## [Bereitgestellter Text]
Bundespatentgericht:
Beschluss vom 26. August 2003
Aktenzeichen: 17 W (pat) 51/01

(BPatG: Beschluss v. 26.08.2003, Az.: 17 W (pat) 51/01)




Zusammenfassung der Gerichtsentscheidung

Das Bundespatentgericht hat in seiner Entscheidung vom 26. August 2003 (17 W (pat) 51/01) die Beschwerde der Anmelderin gegen den Beschluss der Prüfungsstelle für Klasse G06F des Deutschen Patent- und Markenamts vom 13. Februar 2001 aufgehoben und das Patent erteilt. Die Erteilung basiert auf den eingereichten Patentansprüchen 1-4, der Beschreibung der Erfindung und den dazugehörigen Zeichnungen.

Die Anmeldung bezieht sich auf ein Verfahren zur Sicherung des Programmablaufs beim Aufruf von Unterprogrammen, insbesondere für die Verwendung von Chipkarten. Das Verfahren stellt sicher, dass die übermittelten Parameter bei der Übergabe nicht verändert wurden, indem das aufrufende Programm eine Checksumme bildet und diese in einem Speicher ablegt. Das aufgerufene Programm bildet ebenfalls eine Checksumme und vergleicht sie mit der vorherigen Checksumme. Bei Ungleichheit wird das Programm abgebrochen oder eine Fehlermeldung ausgegeben.

Die Prüfungsstelle hatte die Patentanmeldung zunächst aufgrund mangelnder erfinderischer Tätigkeit zurückgewiesen. Die Anmelderin legte jedoch in ihrer Beschwerde dar, dass das Verfahren im Vergleich zum Stand der Technik eine Verbesserung darstellt, da die Überprüfung bereits zu Beginn der Ausführung des Unterprogramms erfolgt und nicht erst beim Rücksprung. Das Gericht stellte fest, dass das Verfahren neu gegenüber dem Stand der Technik ist und auf einer erfinderischen Tätigkeit beruht. Die genannten Druckschriften, die vom Prüfungsverfahren genannt wurden, betreffen nicht die Ausführung von Unterprogrammen und können daher die Patentfähigkeit des Verfahrens nicht in Frage stellen. Auch werden im Patentanspruch 1 des Antrags weitere nicht selbstverständliche Ausgestaltungen des Verfahrens genannt.

Aufgrund dieser Begründung gab das Bundespatentgericht der Beschwerde statt und erteilte das Patent.




Die Gerichtsentscheidung im Volltext:

BPatG: Beschluss v. 26.08.2003, Az: 17 W (pat) 51/01


Tenor

Auf die Beschwerde der Anmelderin wird der Beschluß der Prüfungsstelle für Klasse G06F des Deutschen Patent- und Markenamts vom 13. Februar 2001 aufgehoben und das Patent erteilt.

Der Erteilung liegen folgende Unterlagen zugrunde:

Patentansprüche 1 - 4 und Beschreibung Seiten 1 - 7 mit Seite 2a, beides überreicht in der mündlichen Verhandlung vom 26. August 2003, sowie 2 Blatt Zeichnungen mit Figuren 1 - 3, eingegangen am Anmeldetag (20. September 1999).

## [Inhalt des Datensatzes]
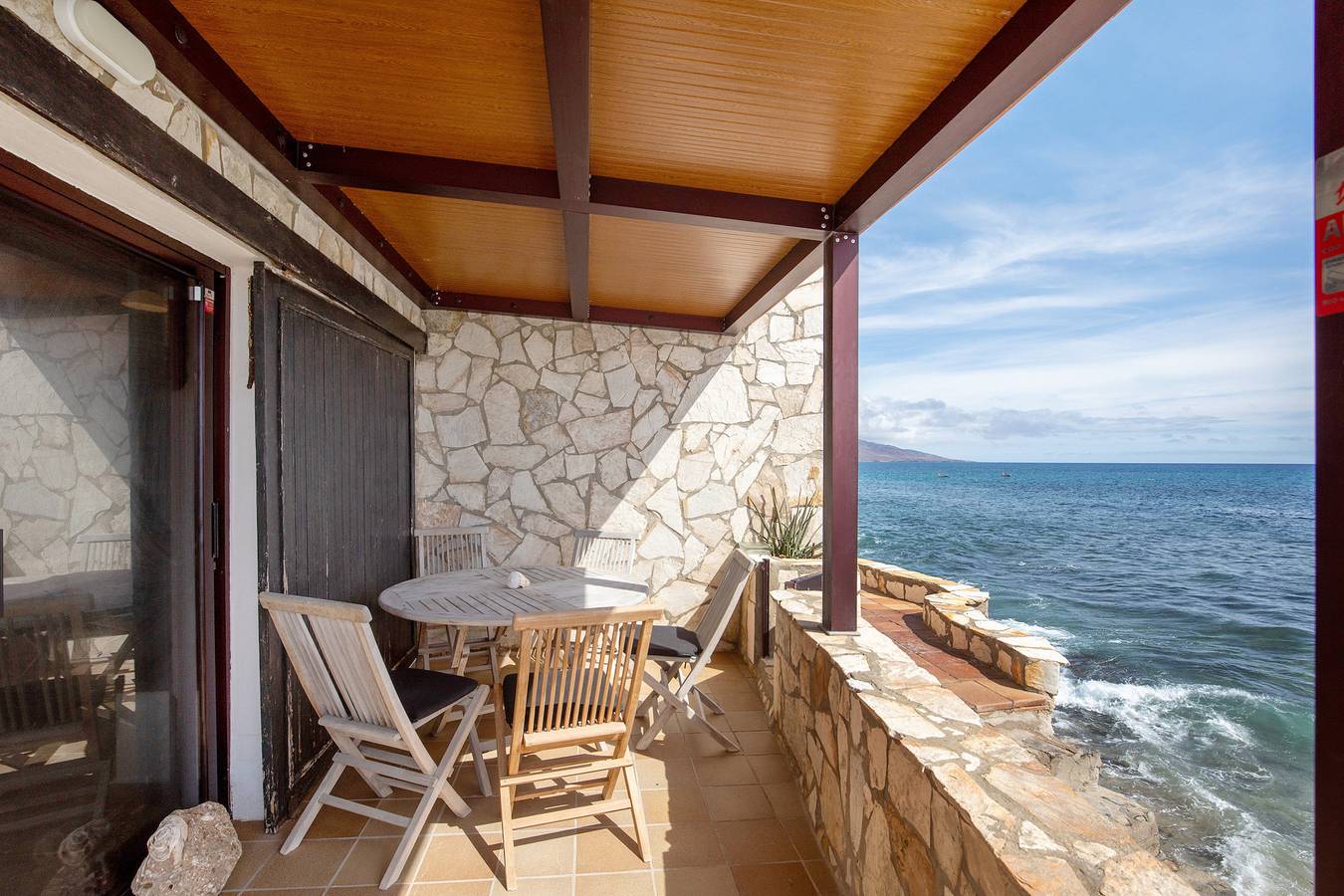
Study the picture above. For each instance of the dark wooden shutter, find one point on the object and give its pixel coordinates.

## [Kurze Aufgabe]
Kopieren Sie aus dem Beschluss des Bundespatentgerichts wortgetreu die Passage, die mit „Patentansprüche 1 - 4“ beginnt und mit „(20. September 1999).“ endet.

## [Lösung der Aufgabe]
Patentansprüche 1 - 4 und Beschreibung Seiten 1 - 7 mit Seite 2a, beides überreicht in der mündlichen Verhandlung vom 26. August 2003, sowie 2 Blatt Zeichnungen mit Figuren 1 - 3, eingegangen am Anmeldetag (20. September 1999).